Where the records appear below, transcribe them exactly, leaving none out.

INPUT DATA below:

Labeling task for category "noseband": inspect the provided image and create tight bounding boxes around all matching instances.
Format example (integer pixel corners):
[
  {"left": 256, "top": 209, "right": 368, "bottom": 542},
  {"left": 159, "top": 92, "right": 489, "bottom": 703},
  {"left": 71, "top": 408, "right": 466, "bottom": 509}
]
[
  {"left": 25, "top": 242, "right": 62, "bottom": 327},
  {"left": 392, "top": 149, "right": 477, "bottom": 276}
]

End of INPUT DATA.

THE COMPLETED TASK:
Labeling task for category "noseband": inspect the provided image and create tight bounding boxes around all matching instances.
Format example (integer pixel corners):
[
  {"left": 256, "top": 209, "right": 368, "bottom": 542},
  {"left": 159, "top": 92, "right": 489, "bottom": 703},
  {"left": 71, "top": 408, "right": 466, "bottom": 509}
]
[
  {"left": 25, "top": 242, "right": 62, "bottom": 327},
  {"left": 392, "top": 149, "right": 477, "bottom": 276}
]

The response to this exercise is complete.